## Exercise description
Wherever a line holds the word "this", copy that line from the data.

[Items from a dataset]
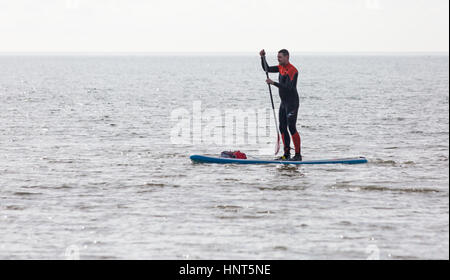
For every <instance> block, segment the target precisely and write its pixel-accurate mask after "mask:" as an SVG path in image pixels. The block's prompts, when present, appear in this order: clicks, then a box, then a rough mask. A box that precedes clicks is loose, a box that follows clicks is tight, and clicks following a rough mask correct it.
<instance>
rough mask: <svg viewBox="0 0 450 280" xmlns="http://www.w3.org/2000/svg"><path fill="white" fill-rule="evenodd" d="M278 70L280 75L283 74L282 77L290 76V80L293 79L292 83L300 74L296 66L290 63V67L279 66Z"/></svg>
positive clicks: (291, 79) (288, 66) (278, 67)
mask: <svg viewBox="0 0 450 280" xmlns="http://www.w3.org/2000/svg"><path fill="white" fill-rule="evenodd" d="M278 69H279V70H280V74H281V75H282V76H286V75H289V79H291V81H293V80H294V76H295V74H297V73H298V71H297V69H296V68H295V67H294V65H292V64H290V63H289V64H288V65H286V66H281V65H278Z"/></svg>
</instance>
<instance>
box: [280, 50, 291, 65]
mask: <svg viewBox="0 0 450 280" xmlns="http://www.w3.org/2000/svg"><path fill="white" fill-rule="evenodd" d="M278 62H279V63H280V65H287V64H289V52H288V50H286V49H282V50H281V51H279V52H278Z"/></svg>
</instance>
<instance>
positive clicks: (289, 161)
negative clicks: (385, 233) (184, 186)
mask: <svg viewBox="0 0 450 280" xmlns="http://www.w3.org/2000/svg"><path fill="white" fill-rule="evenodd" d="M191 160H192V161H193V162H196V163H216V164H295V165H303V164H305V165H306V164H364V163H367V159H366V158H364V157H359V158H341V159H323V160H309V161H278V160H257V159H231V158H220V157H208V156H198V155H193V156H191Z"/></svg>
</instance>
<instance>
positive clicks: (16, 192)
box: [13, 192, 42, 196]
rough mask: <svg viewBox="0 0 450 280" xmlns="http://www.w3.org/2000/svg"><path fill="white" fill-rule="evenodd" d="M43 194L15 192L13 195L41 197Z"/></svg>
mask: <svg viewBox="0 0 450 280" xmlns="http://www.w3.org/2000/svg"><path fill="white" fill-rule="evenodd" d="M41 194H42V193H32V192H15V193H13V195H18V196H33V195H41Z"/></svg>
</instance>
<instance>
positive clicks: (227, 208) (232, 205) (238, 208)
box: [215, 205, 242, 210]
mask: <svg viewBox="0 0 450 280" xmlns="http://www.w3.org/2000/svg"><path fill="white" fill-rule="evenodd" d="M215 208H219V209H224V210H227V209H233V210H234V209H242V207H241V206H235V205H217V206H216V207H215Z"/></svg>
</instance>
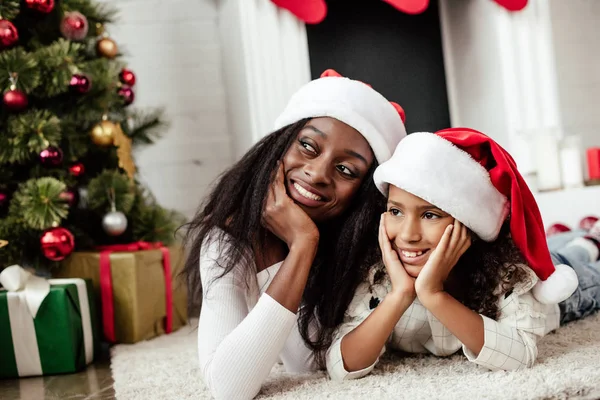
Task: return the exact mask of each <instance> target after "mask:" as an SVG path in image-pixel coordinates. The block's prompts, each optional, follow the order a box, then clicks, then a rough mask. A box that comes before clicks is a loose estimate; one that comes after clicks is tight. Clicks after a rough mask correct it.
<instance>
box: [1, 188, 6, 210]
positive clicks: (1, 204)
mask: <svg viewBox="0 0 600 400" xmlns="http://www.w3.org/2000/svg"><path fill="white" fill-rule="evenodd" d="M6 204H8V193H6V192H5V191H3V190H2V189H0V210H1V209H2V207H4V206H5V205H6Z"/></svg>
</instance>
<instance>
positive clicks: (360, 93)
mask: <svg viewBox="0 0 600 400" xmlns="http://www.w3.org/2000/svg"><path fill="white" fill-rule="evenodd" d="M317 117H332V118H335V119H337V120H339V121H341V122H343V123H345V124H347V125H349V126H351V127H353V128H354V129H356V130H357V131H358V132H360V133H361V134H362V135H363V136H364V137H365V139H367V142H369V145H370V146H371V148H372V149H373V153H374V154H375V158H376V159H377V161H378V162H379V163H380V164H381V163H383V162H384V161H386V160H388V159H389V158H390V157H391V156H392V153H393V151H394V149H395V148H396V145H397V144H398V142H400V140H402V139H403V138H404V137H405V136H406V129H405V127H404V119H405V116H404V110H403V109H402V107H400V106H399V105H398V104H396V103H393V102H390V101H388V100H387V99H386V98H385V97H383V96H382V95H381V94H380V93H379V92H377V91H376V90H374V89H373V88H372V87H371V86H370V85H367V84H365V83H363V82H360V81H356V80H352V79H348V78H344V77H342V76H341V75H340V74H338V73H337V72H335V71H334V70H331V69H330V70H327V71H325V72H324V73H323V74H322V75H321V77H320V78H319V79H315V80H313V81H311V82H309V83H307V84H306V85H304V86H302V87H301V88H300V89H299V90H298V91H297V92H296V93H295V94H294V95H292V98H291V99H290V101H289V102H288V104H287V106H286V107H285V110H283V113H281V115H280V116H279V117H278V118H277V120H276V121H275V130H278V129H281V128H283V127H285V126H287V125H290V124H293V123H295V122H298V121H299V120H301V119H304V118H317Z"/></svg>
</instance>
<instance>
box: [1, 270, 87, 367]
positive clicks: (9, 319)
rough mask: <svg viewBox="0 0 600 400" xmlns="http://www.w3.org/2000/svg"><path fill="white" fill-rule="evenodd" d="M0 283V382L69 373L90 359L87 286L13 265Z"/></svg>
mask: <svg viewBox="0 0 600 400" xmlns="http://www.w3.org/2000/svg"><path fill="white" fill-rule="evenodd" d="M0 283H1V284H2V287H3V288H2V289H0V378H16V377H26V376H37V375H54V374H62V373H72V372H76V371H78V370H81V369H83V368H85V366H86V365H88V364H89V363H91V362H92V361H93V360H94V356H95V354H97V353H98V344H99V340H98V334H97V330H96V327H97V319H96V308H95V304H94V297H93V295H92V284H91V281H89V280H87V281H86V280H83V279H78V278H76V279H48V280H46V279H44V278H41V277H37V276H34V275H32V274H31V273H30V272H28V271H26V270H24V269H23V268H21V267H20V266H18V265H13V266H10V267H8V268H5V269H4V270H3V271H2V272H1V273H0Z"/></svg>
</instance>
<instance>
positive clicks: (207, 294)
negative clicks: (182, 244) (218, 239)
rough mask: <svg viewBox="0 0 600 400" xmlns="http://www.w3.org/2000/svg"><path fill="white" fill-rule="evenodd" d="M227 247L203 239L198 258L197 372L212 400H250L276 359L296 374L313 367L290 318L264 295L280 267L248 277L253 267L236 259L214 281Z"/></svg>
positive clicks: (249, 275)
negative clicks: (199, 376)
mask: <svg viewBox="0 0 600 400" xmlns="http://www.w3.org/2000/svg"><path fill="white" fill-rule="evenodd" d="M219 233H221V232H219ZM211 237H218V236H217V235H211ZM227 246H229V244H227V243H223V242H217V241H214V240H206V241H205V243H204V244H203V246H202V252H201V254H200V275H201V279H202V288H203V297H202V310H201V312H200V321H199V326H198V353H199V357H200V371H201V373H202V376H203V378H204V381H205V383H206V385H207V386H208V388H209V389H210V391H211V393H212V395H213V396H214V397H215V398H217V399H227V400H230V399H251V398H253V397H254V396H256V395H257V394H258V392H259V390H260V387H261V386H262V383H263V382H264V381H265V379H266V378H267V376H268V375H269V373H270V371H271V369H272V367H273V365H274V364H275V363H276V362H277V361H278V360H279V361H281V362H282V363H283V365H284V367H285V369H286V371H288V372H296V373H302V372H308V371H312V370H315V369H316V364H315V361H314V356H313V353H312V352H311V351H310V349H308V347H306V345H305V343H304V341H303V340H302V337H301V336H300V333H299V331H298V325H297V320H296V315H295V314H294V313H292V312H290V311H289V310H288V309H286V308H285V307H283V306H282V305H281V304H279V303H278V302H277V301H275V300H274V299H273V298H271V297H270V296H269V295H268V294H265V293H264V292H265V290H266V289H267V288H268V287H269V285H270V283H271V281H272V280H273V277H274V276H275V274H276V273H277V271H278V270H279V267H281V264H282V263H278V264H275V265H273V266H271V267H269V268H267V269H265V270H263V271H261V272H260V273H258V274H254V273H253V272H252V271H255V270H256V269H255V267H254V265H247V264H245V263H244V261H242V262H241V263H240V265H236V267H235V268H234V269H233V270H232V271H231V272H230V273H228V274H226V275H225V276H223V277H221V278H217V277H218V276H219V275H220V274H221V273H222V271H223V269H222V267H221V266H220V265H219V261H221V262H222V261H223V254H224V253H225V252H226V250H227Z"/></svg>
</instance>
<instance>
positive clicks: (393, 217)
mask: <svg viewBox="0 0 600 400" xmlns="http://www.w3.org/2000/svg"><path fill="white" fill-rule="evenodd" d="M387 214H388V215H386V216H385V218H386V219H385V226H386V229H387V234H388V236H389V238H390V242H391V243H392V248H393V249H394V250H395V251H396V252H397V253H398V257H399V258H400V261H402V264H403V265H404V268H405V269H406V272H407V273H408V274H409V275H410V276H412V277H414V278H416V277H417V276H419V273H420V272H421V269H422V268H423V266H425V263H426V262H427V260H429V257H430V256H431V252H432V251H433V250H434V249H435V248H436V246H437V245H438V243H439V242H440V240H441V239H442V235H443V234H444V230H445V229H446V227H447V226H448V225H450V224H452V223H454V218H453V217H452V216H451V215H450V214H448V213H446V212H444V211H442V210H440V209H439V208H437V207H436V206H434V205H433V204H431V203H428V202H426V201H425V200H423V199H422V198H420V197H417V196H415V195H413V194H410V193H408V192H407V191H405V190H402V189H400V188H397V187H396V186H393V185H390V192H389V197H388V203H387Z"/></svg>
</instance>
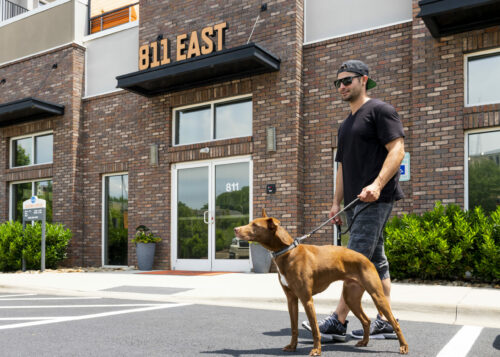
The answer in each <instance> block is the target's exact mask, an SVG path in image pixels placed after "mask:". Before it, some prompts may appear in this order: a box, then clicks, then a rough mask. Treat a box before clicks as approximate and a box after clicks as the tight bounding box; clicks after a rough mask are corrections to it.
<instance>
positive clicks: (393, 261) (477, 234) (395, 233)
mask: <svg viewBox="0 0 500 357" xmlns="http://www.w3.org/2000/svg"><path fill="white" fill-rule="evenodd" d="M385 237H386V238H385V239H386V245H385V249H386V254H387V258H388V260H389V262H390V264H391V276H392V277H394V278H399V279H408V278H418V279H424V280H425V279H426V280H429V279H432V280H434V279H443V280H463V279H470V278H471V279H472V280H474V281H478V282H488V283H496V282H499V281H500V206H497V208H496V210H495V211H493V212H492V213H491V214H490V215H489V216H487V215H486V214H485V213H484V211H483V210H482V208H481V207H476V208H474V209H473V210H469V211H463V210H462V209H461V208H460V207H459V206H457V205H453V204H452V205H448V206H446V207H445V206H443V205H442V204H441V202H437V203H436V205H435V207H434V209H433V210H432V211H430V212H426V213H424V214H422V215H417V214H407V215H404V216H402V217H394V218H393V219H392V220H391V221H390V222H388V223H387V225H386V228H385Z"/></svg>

## Expected answer
For every <instance> block, segment the target precisely and write its pixel-accurate mask after "mask:" as an SVG path in image pixels. The block's prompts, when present, appear in this order: clicks, then a box, then a rough mask. A box that precedes clicks is loose, a box that follows clicks is tight, and clicks following a rough mask correct it.
The answer in each <instance> block is the target's exact mask, an SVG path in image pixels placed after "mask:". Before it, some prompts may appear in this order: a box, then clicks, then a rough mask. Treat a box before clicks as approximate and a box after clicks as the tight bounding box; clicks after a rough mask are corrections to it.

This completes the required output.